• Directions: Give back every record word for word, but keep the pictures out.

• Given entries:

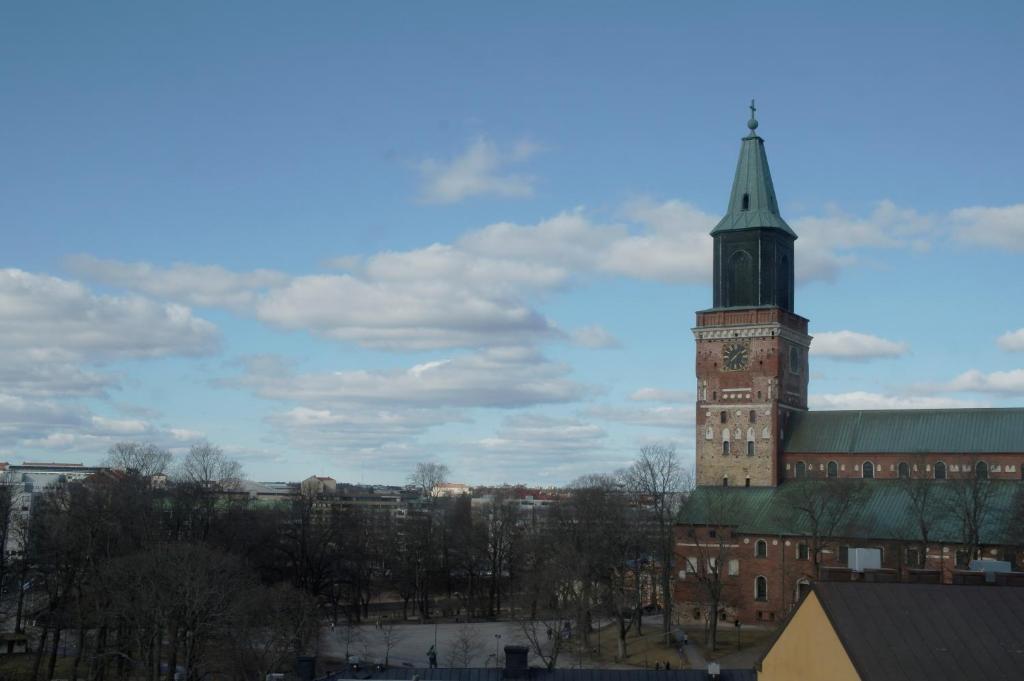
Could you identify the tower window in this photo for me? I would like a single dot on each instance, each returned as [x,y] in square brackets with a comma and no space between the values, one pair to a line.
[761,589]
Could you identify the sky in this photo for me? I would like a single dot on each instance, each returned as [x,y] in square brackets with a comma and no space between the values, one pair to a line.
[341,239]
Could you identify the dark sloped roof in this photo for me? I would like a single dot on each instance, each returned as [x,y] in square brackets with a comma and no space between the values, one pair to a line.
[445,674]
[905,431]
[883,510]
[918,632]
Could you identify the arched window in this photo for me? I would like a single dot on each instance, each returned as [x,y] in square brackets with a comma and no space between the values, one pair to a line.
[761,588]
[740,280]
[783,284]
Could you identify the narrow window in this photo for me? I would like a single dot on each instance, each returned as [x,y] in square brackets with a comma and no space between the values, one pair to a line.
[761,589]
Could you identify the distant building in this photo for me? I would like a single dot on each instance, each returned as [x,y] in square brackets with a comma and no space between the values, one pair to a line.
[756,436]
[900,632]
[451,490]
[317,484]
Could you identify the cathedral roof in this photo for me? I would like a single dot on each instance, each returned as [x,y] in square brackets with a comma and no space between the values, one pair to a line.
[906,431]
[753,204]
[883,511]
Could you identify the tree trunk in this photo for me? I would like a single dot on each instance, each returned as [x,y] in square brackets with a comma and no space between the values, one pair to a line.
[53,653]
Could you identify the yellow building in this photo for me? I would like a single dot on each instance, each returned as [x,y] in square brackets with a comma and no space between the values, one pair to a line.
[900,632]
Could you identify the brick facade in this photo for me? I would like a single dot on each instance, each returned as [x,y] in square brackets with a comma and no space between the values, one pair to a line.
[999,466]
[785,566]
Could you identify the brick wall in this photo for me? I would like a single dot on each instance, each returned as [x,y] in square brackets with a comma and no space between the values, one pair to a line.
[783,569]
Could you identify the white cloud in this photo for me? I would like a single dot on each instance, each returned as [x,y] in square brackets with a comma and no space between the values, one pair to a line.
[855,346]
[996,226]
[52,320]
[204,286]
[1009,382]
[1012,341]
[662,395]
[595,337]
[508,377]
[871,400]
[827,244]
[663,416]
[480,170]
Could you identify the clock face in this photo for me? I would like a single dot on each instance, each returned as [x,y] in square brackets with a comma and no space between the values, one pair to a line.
[735,356]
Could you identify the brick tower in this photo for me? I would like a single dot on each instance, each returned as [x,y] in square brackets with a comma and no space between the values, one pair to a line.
[752,348]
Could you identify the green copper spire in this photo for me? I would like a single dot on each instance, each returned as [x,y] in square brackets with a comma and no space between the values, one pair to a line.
[753,204]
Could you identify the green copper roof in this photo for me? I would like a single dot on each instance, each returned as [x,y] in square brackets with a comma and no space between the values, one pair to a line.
[884,512]
[905,431]
[754,181]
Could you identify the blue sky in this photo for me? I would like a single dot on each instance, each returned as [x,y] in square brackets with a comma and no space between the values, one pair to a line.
[344,238]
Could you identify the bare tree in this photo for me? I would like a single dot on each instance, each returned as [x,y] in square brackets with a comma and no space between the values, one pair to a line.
[710,549]
[428,476]
[971,504]
[826,507]
[926,506]
[466,647]
[657,479]
[142,460]
[206,466]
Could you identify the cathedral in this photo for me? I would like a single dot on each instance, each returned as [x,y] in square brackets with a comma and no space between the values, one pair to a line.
[783,494]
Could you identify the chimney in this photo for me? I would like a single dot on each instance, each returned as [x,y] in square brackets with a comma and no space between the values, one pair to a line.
[516,665]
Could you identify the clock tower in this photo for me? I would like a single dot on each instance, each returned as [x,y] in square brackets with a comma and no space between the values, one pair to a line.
[752,348]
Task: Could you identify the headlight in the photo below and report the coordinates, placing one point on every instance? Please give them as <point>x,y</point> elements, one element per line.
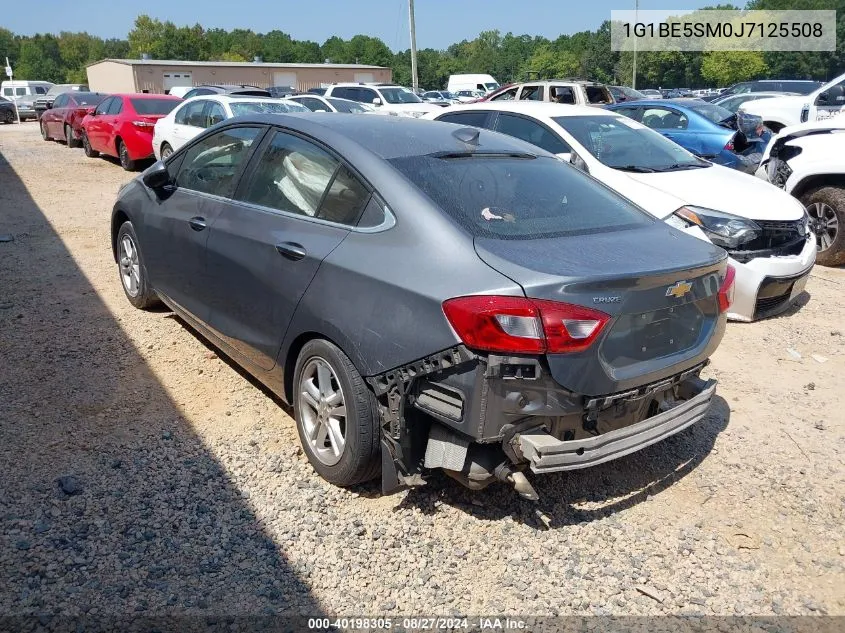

• Solved exercise:
Could you identify the tower window in this photo for me? I would like a single dot on each instance, each returned as [x,y] in square brackets with a comma and no space between the values, one pair to a line.
[761,589]
Could you identify the sky in this photo for me? I would like a single dot on each instance, each returned as [x,y] in square brackets with a comma and no space between the values, one pair to a line.
[341,239]
Could you identify the dark sloped roof in this photo for me? I would like a single dot on each instance, each returned as [x,y] in square brackets with a comma and no space between the values, one pair to a line.
[445,674]
[905,431]
[883,510]
[918,632]
Could you identify the arched window in this photo for me? I would like a single dot on each instance, each returned as [x,y] in square brackets with a comma and no space between the values, one pair to a line.
[761,588]
[740,280]
[783,284]
Could you identify the narrow window in this photo for me? I would like a single dot on each instance, each returned as [x,y] in square brackets with a comma and no space between the values, one pair to a line.
[761,589]
Could you identify the distant building in this photo for me? I would like a single dot on each instance, each returned as [x,y] in square brackets with a comma and no space between the values, one pair to a line.
[756,436]
[900,632]
[451,490]
[317,484]
Could you identify the cathedral roof in this photo for me? I would like a single dot on each instance, each returned as [x,y] in square brackets with a comma and no space between the values, one pair to a line.
[906,431]
[753,204]
[883,511]
Could you identify the tree trunk in this photo for me? I would like a single dot on each instance, each returned as [x,y] in square brackets with a comma and no space between the values, one pair to a line.
[53,653]
Could you identify the yellow building in this photo for me? I would like a single dot on each instance, each returned as [x,y] in square brackets with a comma and no space between the values, one pair to a line.
[900,632]
Could you identify the brick facade in this photo for me? I would like a single dot on each instance, each returned as [x,y] in square brackets with a comma and no space between the values, one pair to a line.
[999,466]
[785,566]
Could you identify the brick wall in this photo for me? I would like a single dot on each instance, each returned as [x,y] in square brackets with a comma and no space between the values, one pair to a line.
[783,569]
Could you identify the white cloud in this photo for me? I would like a single dot on each instance, each returned as [x,y] in square brackets with a comma and no space between the values, one pair to a line.
[855,346]
[996,226]
[52,320]
[204,286]
[1009,382]
[1012,341]
[662,395]
[595,337]
[508,377]
[871,400]
[827,244]
[663,416]
[480,170]
Could you identify the clock face in this photo for me? I would like a single dot on each instance, each returned as [x,y] in square brackets with a comma and no space between the values, one pair to a line.
[735,356]
Could you identify the brick tower in this photo for me? I would like a single dot on each instance, each returned as [x,y] in square brackets with a comma and no space between the values, one pair to a line.
[752,348]
Could you identify the green copper spire in this photo for me? I would like a single dot on each instance, each returned as [x,y] in square brackets with a comma and no space between the values, one pair to a line.
[753,204]
Could you identify the green copper roof in this photo for me? I would like a single dot on each instance, each returned as [x,y] in square brackets with a comma and no space between the values, one pair to a line.
[884,512]
[905,431]
[754,181]
Could you identify the blue sky in this photo for me? I would like a single dot on each instance, each returned as [x,y] in square brackets with a comma and no space between the values, one pair to a line.
[344,238]
Could you identify the bare tree in this photo for me? I would like a single dot on each instance, each returned as [x,y] in square brackets with a comma and no space between the values, one pair to a line.
[710,549]
[428,476]
[971,504]
[826,507]
[926,506]
[466,647]
[657,479]
[142,460]
[206,466]
Could you identify the cathedral in this photo for me? I would like a single dot on each instance, each returned as [x,y] in square brackets with a comma and no space between the values, one pair to a line.
[783,494]
Could you identify the chimney in this photo for me? I would like a single dot on each instance, each returned as [x,y] in square brackets with a comma and no space between the values, one pair to a line.
[516,665]
Could you identify the clock tower in this photo for me? I would like a single dot on each instance, each returned as [x,y] in square brackets with a comma and no space between the values, one pair to a line.
[752,348]
Task: Could you identify the headlight in the photo below and report the coordinates, placing one point on every instance? Please give them as <point>x,y</point> elements, one element per line.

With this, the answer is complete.